Challenge: Edit the stretch from the start of the rows through the line containing "[[60,40],[60,37],[16,37],[0,38],[0,40]]", replacing "riverbank" with "shoreline" and keeping everything else the same.

Annotation dataset entries:

## start

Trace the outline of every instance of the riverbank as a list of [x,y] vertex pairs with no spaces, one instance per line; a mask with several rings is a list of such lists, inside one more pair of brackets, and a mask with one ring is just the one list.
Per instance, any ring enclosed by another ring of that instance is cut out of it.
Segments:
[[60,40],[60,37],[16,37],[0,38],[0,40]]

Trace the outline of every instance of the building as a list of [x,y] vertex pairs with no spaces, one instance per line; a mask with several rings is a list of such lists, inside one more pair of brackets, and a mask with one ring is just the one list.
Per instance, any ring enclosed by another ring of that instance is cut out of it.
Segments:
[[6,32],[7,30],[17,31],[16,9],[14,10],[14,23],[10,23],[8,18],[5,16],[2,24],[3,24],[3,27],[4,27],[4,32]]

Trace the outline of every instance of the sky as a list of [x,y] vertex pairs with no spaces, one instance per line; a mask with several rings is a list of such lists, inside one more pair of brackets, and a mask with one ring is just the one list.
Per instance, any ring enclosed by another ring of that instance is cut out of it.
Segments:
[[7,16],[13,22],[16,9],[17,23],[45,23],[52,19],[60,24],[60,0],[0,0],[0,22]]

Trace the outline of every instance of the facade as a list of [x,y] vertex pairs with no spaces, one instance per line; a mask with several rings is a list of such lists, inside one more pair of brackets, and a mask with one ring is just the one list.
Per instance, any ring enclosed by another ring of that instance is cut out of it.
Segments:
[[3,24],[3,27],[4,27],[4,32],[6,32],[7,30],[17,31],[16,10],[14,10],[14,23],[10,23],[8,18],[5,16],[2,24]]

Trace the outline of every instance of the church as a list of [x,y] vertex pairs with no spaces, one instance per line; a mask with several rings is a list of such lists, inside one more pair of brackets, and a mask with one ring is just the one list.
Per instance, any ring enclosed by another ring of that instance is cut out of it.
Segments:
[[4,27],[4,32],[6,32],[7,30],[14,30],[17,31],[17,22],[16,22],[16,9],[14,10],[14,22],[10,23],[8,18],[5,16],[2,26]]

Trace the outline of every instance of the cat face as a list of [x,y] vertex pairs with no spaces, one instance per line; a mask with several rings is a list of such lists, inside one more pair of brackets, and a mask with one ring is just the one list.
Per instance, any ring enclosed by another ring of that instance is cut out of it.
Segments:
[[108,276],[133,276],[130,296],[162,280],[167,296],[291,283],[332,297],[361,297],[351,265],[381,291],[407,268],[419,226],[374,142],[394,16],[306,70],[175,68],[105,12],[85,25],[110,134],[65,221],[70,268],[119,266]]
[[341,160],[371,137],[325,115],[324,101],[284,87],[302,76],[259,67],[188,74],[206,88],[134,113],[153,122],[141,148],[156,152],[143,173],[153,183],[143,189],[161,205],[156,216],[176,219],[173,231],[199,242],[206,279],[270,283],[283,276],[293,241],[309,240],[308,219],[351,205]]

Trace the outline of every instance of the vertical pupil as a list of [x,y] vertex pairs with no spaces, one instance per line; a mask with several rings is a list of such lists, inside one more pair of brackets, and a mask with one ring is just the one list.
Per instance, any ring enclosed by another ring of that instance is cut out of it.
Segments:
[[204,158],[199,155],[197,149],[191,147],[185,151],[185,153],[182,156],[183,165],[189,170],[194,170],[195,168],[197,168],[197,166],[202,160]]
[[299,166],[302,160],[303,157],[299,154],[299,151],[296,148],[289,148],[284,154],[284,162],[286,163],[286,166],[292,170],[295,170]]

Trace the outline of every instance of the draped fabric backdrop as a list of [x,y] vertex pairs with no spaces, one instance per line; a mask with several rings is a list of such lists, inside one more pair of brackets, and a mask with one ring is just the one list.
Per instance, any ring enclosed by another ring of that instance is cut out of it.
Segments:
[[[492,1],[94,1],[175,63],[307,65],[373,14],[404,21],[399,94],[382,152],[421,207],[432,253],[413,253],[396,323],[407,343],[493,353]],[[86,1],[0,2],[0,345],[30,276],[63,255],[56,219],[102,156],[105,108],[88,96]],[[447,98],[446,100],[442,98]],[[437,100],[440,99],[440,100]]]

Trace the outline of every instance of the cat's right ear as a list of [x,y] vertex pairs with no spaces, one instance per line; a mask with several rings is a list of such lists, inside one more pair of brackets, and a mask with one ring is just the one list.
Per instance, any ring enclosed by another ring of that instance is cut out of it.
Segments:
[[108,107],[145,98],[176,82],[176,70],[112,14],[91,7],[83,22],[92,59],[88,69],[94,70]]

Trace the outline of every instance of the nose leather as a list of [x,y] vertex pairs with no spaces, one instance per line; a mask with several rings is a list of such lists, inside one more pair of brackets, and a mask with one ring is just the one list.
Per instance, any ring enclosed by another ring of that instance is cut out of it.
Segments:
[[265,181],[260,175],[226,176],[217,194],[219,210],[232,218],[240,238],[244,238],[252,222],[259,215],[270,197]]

## end

Solution for this problem:
Trace the outline of every instance of the shoreline as a list of [x,y] vertex pairs with no spaces, one instance per line; a mask with several rings is a list of such lists, inside one more pair of brackets, and a mask with one ring is just the one list.
Per instance, any ring enclosed by another ring of that instance is cut out of it.
Segments:
[[60,40],[60,37],[16,37],[0,38],[0,40]]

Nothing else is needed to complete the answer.